- **TEXT SEGMENT**
It is not uncommon to see some few of the Sulus from the hills wearing tunics of chain armour, having brass plates on the breast and down the back, all the rest being fine chain-work. At the time of our visit Mr. Cowie bought one of these tunics for about two pounds, which he paid in rice. The Sulus themselves say that these were formerly made in the island, but I think this is extremely doubtful; and it is far more probable that this armour formerly belonged to their old enemies the Spaniards, from whom they have obtained it during the numerous wars between them. The most singular thing is that the comparatively few Sulus who possess these tunics should continue to wear them, as they most assuredly do.

There are a good few Chinese settlers here in Meimbong who have stalls on which to expose their goods in the markets. They supply needles, thread, betel-nut knives, cheap calico and print goods, handkerchiefs, and occasionally blades of the choppers generally used in Sulu, and other common cutlery, looking-glasses, boxes, &c. The currency here is now the Chinese brass “cash,” the rate of exchange at the time of my visit being 900 to the dollar. Payments of small amounts however, say up to twenty dollars, can always be made in white or “grey shirting.” The packets of Chinese tobacco before alluded to, serve for small change.

CHAPTER XI.

THE SULTAN’S ISTANA AND THE “HILL OF TEARS.”

- **SOURCE MATERIAL**
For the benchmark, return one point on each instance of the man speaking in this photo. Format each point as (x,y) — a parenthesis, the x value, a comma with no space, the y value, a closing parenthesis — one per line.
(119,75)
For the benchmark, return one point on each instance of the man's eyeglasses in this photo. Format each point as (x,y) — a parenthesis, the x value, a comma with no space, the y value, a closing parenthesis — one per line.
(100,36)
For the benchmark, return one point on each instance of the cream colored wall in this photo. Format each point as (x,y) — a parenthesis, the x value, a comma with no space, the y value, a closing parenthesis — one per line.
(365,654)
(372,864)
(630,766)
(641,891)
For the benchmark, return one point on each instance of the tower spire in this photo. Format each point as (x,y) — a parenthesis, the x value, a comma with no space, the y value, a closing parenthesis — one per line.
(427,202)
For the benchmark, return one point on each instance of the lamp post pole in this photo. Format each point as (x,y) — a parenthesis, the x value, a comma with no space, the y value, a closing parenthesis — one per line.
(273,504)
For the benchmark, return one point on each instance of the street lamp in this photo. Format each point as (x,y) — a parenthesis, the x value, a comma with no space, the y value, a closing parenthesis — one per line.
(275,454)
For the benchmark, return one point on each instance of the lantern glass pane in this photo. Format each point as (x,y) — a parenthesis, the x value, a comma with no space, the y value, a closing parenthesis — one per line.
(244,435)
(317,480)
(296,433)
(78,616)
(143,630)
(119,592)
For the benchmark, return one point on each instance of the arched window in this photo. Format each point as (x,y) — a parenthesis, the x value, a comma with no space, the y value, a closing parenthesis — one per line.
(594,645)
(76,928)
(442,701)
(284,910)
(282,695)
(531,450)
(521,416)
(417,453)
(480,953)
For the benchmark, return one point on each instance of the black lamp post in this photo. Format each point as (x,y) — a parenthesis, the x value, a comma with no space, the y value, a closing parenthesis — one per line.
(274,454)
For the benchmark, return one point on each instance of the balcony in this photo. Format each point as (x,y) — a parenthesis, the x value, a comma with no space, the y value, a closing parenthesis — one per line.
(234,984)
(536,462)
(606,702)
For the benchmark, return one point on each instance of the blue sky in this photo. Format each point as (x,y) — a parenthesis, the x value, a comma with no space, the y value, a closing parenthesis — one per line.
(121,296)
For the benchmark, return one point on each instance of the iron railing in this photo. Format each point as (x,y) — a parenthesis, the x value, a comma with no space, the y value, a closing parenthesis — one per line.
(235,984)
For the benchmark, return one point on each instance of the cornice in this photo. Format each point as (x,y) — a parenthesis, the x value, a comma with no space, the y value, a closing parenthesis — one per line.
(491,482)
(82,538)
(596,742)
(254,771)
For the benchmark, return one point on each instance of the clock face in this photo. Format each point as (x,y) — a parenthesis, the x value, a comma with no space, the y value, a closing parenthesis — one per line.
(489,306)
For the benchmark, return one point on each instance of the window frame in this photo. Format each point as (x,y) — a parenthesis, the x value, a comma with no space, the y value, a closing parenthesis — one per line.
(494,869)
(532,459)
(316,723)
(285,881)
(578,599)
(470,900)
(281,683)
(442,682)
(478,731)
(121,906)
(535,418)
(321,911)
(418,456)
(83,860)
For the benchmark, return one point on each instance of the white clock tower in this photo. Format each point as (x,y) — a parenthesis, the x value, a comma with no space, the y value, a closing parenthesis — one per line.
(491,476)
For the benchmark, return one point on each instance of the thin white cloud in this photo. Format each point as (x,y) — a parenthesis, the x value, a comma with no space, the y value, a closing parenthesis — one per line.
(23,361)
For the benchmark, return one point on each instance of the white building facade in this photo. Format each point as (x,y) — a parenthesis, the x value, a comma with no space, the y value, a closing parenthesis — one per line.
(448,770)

- **WHAT THE TASK REQUIRES**
Could you copy the Sulu passage word for word, starting at "There are a" and ending at "CHAPTER XI."? The data is unrelated to the Sulu passage.

- **RESPONSE TO THIS TASK**
There are a good few Chinese settlers here in Meimbong who have stalls on which to expose their goods in the markets. They supply needles, thread, betel-nut knives, cheap calico and print goods, handkerchiefs, and occasionally blades of the choppers generally used in Sulu, and other common cutlery, looking-glasses, boxes, &c. The currency here is now the Chinese brass “cash,” the rate of exchange at the time of my visit being 900 to the dollar. Payments of small amounts however, say up to twenty dollars, can always be made in white or “grey shirting.” The packets of Chinese tobacco before alluded to, serve for small change.

CHAPTER XI.